> [What needs to be done] Take the records below and copy them exactly.

(Data supplied begins)

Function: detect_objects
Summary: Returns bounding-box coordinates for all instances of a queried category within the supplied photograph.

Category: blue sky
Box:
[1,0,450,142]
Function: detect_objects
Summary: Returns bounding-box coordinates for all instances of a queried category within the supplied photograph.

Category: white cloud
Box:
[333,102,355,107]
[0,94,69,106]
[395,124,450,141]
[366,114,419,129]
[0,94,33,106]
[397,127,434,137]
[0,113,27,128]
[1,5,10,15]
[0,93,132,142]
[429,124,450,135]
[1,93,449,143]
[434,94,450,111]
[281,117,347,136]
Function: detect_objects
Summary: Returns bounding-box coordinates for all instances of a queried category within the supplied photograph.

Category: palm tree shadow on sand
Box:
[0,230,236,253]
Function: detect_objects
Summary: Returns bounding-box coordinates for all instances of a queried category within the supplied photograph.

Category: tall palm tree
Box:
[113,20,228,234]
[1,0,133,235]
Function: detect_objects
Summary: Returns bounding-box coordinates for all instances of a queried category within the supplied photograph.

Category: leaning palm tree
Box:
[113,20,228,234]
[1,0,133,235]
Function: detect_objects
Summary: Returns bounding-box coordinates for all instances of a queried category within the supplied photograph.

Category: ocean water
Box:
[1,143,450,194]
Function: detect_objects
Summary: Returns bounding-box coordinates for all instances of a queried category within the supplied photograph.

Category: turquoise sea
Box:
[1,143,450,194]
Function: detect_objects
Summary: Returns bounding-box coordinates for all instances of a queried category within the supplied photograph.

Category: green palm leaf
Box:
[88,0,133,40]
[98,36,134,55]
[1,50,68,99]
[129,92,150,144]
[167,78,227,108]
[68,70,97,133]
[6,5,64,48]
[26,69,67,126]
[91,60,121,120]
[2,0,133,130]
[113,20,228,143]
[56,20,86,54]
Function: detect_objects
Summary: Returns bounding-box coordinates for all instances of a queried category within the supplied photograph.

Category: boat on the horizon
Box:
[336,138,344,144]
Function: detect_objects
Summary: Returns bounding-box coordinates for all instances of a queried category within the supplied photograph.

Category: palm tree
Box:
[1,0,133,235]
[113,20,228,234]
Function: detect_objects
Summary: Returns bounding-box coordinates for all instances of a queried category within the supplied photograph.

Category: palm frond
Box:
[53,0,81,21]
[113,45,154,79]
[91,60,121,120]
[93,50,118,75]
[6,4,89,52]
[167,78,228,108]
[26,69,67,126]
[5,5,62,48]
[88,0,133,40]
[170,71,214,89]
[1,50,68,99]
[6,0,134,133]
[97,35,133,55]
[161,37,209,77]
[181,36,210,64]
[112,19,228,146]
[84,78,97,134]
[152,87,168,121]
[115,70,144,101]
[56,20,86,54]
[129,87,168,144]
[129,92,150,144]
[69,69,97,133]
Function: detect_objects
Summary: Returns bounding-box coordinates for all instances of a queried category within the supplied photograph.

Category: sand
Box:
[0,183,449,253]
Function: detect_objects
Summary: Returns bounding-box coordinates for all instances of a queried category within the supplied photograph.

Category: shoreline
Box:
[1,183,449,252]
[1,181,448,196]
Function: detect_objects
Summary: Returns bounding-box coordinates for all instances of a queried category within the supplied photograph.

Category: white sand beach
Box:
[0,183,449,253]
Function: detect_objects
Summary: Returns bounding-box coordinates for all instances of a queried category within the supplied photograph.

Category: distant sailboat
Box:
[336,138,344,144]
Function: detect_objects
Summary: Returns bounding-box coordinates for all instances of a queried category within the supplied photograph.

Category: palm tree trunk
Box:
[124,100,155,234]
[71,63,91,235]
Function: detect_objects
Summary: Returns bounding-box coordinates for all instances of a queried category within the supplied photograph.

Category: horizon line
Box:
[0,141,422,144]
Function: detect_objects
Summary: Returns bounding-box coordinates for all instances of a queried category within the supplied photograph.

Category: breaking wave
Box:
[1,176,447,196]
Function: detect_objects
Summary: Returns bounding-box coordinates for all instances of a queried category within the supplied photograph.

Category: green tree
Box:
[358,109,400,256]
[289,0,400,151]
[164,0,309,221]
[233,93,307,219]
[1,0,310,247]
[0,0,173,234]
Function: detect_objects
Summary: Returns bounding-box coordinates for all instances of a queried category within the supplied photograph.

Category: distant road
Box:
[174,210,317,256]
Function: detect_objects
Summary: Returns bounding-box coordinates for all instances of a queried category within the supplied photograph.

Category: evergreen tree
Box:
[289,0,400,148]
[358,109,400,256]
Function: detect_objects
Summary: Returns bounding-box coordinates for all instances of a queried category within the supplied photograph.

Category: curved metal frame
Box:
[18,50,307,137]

(Data supplied ends)

> [Solution]
Function: detect_objects
Summary: Returns bounding-box coordinates for all instances of a queried category within the supplied photograph.

Category: blue sky
Box:
[1,0,450,142]
Function: detect_objects
Summary: Returns bounding-box coordinates for all instances of a queried category within the supplied photograph.

Category: white cloud
Box:
[333,102,355,107]
[0,94,69,106]
[395,124,450,141]
[366,114,419,129]
[0,94,33,106]
[397,127,434,137]
[0,113,27,128]
[1,5,10,15]
[0,93,132,142]
[429,124,450,135]
[1,93,449,143]
[434,94,450,111]
[281,117,347,136]
Function: detect_objects
Summary: Returns bounding-box coordinates for all instances of a queried category within the supplied photograph.

Category: palm tree shadow on sand
Box:
[0,230,236,253]
Function: detect_objects
Summary: Returns bounding-box coordinates for all instances of a queried category within the supplied photograph.

Category: tall palm tree
Box:
[113,20,228,234]
[1,0,133,235]
Function: detect_objects
Summary: Returns bounding-box coordinates for all instances of a queried category within the supplied photograph.

Category: leaning palm tree
Box:
[113,20,228,234]
[1,0,133,235]
Function: detect_objects
Summary: Returns bounding-box coordinates for all instances of a queried category within the supplied photograph.

Category: ocean water
Box:
[1,143,450,194]
Function: detect_objects
Summary: Returns bounding-box coordinates for all instances of a queried category within the supplied photograph.

Category: turquoise sea
Box:
[1,143,450,194]
Function: detect_objects
Summary: Returns bounding-box coordinates for all instances of a queried category within the supplied photograph.

Category: green palm leaf
Box:
[88,0,133,40]
[98,36,134,55]
[1,50,68,99]
[129,92,150,144]
[167,78,227,108]
[68,70,97,133]
[6,5,64,48]
[26,69,67,126]
[91,60,121,120]
[2,0,133,130]
[113,20,228,143]
[56,20,86,54]
Function: detect_objects
Summary: Returns bounding-box coordinates for all instances of a queried category within the supplied photograph.

Category: boat on the horizon
Box:
[336,138,344,144]
Function: detect_objects
Summary: Returns bounding-box coordinates for all instances of a queried category within the supplied photograph.

Category: palm tree
Box:
[1,0,133,235]
[113,20,228,234]
Function: detect_objects
Summary: Returns bounding-box coordinates for all instances of a queried category within the supplied photograph.

Category: palm frond
Box:
[53,0,81,21]
[113,45,154,79]
[91,60,121,120]
[93,50,118,75]
[6,4,89,52]
[167,78,228,108]
[26,69,67,126]
[5,5,62,48]
[88,0,133,40]
[170,71,214,89]
[1,50,68,99]
[6,0,134,133]
[97,35,133,55]
[161,37,209,77]
[181,36,210,64]
[112,19,228,146]
[84,78,97,134]
[152,87,168,121]
[115,70,144,101]
[56,20,86,54]
[129,87,168,144]
[129,92,150,144]
[69,69,97,133]
Function: detect_objects
Summary: Returns bounding-box coordinates for all instances of a queried category within the supplied photograph.

Category: sand
Box:
[0,183,449,253]
Function: detect_objects
Summary: Returns bounding-box coordinates for all instances of a queried category within the supplied photograph.

Category: shoreline
Box:
[1,183,449,252]
[1,181,448,196]
Function: detect_objects
Summary: Returns bounding-box coordinates for all instances of a queried category within the supplied photograph.

Category: white sand beach
Box:
[0,183,449,253]
Function: detect_objects
Summary: Returns bounding-box coordinates for all instances of a queried category within the supplied photograph.

Category: distant sailboat
Box:
[336,138,344,144]
Function: detect_objects
Summary: Returns bounding-box coordinates for all instances of a queried category within the supplied photograph.

Category: palm tree trunk
Box:
[124,100,155,234]
[71,63,91,235]
Function: detect_objects
Summary: Returns bounding-box coordinates for all instances of a queried category within the supplied photograph.

Category: horizon line
Box:
[0,141,422,144]
Function: detect_objects
Summary: Returns bounding-box coordinates for all instances of a queried category within the supplied photograph.

Category: breaking wave
Box:
[1,176,447,196]
Function: detect_objects
Summary: Returns bounding-box coordinates for all instances of a queried category within the supplied photograph.

Category: green tree
Box:
[358,109,400,256]
[289,0,400,151]
[164,0,309,221]
[233,93,307,219]
[1,0,310,247]
[0,0,173,234]
Function: detect_objects
Summary: Returns bounding-box coordinates for all instances of a queried category within the supplied photograph.

Category: distant road
Box:
[174,210,317,256]
Function: detect_objects
Summary: Returns bounding-box coordinates for all instances of a queried category within the supplied photograph.

Category: evergreen tree
Box:
[289,0,400,148]
[358,109,400,256]
Function: detect_objects
Summary: Returns bounding-box coordinates for all instances of a queried category within the supplied photograph.

Category: curved metal frame
Box:
[18,50,307,137]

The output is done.